#### Information ####

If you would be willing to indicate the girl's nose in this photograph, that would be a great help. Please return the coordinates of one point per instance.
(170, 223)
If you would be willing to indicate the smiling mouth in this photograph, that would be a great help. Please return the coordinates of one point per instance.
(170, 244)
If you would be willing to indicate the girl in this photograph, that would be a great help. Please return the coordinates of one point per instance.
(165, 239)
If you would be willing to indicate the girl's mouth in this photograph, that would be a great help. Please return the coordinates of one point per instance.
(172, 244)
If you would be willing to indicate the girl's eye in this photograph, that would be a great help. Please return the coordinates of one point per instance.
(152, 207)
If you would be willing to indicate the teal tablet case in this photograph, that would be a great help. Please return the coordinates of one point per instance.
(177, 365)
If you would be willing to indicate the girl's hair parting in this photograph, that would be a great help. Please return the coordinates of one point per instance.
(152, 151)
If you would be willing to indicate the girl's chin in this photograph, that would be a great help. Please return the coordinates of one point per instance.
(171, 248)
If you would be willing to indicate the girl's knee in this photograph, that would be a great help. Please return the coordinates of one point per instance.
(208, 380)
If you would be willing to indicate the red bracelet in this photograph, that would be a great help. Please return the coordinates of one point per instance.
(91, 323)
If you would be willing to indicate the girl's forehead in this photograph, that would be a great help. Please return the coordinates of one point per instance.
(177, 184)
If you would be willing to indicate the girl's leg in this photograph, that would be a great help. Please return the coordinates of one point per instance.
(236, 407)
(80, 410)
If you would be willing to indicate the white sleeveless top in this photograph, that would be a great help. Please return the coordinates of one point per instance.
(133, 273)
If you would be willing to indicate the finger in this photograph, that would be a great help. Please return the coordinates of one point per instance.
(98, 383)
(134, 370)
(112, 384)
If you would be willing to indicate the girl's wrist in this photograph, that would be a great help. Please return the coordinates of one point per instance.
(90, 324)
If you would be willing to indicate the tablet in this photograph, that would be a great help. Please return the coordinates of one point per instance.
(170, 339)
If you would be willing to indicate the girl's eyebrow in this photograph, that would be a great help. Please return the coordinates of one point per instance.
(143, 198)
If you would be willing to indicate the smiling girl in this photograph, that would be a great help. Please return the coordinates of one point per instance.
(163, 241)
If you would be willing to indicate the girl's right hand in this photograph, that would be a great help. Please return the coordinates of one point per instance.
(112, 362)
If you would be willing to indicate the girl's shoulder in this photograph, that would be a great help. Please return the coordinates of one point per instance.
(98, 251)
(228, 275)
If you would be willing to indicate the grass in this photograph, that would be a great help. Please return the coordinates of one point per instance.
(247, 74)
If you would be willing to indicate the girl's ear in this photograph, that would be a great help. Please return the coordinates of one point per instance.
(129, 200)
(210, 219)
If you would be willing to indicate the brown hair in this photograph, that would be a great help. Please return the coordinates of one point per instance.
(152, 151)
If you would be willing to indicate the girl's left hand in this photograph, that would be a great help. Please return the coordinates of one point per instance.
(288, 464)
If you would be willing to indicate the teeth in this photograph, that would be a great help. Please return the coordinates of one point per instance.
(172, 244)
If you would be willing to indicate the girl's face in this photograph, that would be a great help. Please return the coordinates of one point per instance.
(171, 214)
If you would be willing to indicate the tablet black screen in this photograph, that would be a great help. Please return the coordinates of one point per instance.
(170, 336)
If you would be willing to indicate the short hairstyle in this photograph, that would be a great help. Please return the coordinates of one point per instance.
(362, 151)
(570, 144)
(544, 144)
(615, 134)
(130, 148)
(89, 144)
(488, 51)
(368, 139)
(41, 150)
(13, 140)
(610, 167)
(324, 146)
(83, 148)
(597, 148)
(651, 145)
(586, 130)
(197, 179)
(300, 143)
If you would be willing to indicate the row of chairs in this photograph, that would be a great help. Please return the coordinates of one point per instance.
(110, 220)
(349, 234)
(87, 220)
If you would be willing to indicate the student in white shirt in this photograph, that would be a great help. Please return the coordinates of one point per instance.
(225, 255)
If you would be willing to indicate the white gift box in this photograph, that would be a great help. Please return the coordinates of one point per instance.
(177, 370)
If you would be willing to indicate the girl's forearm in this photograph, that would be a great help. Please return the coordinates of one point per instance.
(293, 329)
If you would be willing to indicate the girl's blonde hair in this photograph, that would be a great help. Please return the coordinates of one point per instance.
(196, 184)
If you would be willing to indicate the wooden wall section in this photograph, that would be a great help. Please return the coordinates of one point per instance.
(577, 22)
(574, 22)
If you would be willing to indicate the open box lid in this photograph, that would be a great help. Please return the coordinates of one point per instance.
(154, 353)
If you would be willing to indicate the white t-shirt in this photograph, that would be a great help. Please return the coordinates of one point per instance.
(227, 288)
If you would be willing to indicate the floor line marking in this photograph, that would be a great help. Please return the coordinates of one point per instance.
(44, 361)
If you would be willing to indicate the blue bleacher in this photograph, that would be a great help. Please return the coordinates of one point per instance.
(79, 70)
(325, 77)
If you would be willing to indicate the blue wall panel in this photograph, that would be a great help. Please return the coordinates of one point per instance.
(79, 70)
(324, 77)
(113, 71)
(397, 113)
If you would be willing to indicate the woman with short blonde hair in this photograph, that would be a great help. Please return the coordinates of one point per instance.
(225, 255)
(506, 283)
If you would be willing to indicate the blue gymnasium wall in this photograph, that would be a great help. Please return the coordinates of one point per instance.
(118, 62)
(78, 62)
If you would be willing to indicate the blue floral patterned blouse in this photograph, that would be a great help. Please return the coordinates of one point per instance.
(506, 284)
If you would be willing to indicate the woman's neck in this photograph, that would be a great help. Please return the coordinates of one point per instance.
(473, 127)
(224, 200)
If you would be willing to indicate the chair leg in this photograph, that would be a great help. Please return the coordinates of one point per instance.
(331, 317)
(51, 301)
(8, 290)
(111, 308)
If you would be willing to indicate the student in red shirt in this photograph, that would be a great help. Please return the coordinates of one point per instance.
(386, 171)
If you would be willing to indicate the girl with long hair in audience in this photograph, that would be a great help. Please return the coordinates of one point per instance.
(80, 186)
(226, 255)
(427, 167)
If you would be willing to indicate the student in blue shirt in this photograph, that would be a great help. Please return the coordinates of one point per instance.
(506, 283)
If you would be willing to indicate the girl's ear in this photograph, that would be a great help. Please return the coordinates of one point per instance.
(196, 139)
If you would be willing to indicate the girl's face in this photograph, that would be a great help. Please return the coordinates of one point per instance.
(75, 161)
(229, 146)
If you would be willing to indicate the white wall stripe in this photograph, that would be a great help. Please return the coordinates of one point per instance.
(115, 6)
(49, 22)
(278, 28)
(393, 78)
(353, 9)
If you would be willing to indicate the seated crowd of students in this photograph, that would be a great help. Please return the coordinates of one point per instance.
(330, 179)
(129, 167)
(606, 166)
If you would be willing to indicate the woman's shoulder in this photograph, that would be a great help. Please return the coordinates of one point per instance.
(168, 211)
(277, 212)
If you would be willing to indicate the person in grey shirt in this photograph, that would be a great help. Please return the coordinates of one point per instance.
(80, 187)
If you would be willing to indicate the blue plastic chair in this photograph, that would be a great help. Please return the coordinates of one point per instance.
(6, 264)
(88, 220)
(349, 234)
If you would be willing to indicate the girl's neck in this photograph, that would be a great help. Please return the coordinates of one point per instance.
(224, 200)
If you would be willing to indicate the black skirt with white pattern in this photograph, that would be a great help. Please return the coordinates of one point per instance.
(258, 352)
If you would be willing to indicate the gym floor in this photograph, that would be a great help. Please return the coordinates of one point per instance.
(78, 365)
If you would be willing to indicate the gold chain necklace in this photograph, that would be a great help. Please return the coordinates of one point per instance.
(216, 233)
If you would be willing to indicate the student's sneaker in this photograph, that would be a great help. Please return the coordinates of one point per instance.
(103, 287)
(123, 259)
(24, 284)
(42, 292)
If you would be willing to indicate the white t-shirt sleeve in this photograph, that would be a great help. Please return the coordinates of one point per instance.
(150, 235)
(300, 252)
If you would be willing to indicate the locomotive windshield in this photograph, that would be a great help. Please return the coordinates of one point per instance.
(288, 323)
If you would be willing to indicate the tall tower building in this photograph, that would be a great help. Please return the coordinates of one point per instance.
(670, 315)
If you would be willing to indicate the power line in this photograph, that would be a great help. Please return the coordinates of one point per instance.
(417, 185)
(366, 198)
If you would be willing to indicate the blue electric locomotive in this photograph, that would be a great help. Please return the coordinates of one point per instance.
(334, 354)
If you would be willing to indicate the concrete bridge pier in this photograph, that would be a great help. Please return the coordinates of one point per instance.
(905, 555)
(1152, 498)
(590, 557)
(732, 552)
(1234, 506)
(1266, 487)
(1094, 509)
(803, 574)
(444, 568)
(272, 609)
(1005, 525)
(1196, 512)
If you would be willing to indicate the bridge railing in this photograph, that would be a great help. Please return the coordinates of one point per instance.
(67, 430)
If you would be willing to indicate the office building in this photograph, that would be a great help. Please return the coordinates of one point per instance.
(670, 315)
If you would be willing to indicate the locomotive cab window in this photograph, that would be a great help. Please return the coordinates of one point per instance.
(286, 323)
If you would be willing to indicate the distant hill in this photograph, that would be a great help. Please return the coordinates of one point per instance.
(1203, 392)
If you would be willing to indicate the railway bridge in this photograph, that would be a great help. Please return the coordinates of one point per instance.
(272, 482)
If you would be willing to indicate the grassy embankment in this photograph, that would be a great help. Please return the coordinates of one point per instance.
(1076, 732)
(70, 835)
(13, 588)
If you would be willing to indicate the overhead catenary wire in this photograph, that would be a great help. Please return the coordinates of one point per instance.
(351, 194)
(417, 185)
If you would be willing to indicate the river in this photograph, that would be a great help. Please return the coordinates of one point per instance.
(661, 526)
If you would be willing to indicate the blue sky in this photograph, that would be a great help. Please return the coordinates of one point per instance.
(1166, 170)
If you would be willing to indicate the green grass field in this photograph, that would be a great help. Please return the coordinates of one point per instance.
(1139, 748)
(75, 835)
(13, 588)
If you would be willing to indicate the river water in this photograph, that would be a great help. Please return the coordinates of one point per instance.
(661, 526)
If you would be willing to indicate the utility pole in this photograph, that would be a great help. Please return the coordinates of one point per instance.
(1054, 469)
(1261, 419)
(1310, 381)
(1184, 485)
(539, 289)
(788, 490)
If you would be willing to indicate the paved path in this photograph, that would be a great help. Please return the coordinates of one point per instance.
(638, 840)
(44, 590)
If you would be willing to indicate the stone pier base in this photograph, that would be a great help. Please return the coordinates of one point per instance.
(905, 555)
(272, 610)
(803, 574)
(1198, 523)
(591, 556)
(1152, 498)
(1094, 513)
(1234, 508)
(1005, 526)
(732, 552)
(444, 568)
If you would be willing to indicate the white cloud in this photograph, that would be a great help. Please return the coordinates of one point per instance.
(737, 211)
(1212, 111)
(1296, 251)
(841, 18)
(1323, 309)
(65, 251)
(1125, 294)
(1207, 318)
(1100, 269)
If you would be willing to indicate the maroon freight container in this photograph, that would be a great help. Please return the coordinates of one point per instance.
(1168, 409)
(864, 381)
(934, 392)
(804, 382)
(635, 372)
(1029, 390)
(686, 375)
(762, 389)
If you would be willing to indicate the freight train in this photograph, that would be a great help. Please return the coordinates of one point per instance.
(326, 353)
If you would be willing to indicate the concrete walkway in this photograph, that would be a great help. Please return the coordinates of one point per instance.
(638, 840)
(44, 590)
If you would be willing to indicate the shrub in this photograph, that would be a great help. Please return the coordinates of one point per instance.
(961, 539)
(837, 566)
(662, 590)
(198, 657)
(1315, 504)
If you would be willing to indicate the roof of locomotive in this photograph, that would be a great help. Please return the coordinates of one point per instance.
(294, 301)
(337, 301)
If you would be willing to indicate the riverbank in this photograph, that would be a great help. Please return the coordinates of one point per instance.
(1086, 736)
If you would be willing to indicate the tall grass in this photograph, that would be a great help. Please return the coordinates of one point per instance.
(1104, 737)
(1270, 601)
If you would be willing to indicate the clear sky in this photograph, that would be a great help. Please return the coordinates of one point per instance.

####

* **Task prompt**
Transcribe exactly, and only, the lines that extend from the one containing "If you would be willing to indicate the tall grass" to the end of the records above, inclusive of both.

* **Task output**
If you would be willing to indicate the tall grass in this photograph, that would be a great help. Please return the coordinates of one point per instance.
(1104, 737)
(1270, 601)
If you would be willing to indicate the clear sky in this photograph, that would be a great help. Please return the coordinates of one point per instance.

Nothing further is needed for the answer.